____ SOURCE DATA
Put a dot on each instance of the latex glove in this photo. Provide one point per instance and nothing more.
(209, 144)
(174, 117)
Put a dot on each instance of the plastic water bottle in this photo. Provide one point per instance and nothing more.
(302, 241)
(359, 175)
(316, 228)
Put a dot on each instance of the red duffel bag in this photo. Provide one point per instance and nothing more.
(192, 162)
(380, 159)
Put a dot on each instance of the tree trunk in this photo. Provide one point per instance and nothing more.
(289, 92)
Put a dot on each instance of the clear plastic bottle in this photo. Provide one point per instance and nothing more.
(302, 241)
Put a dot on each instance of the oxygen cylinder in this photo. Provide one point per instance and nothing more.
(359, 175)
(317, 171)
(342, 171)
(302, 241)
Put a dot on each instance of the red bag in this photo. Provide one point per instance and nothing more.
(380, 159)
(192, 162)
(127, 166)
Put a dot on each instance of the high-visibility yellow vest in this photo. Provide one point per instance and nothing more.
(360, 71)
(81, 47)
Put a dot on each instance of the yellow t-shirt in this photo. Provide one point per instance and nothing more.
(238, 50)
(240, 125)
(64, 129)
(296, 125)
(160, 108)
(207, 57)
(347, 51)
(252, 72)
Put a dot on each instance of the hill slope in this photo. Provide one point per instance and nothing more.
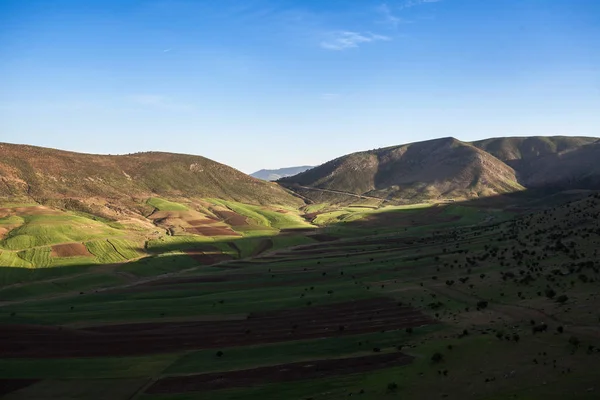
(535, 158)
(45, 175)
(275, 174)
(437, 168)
________
## YOUR TASK
Exactly as they appear above, write out all the entries, without pictures.

## SOLUTION TO THIS EXERCISE
Put a dot on each instance of the latex glove in this photo. Provide one point per instance and nothing more.
(209, 144)
(174, 117)
Put a dot on each instance of the plastic water bottle in this photo. Provide one point per instance and nothing more.
(302, 241)
(359, 175)
(316, 228)
Put a dot on each instance of the red duffel bag in this photo. Provide one point per instance and nothing more.
(192, 162)
(380, 159)
Put a dot on each instance of the tree trunk in this photo. Provide one point per instance and nothing more.
(289, 92)
Put a dot on each instance of the clear plastic bottle in this photo. Provide one point per instance and nothing more.
(302, 241)
Put a dot on each instance of the oxygen cylinder in this photo. Provide one point per instance and nothing more.
(359, 175)
(317, 171)
(342, 171)
(302, 241)
Put a dot on each instance of the red bag in this photo. Provide one point per instance and nothing more.
(380, 159)
(192, 162)
(127, 166)
Put a dot on each instance of the high-visibility yellow vest in this photo. Provide one point per instance and nothing more.
(360, 71)
(81, 47)
Put a dot on each instance of the yellow t-shirt in this photo. Provide one point per instance and nothing more.
(238, 50)
(240, 125)
(64, 129)
(296, 125)
(160, 108)
(207, 57)
(347, 51)
(252, 72)
Put a dot on each instance of the hill slope in this photo. Provide one point per instance and nothing more.
(535, 158)
(45, 175)
(275, 174)
(437, 168)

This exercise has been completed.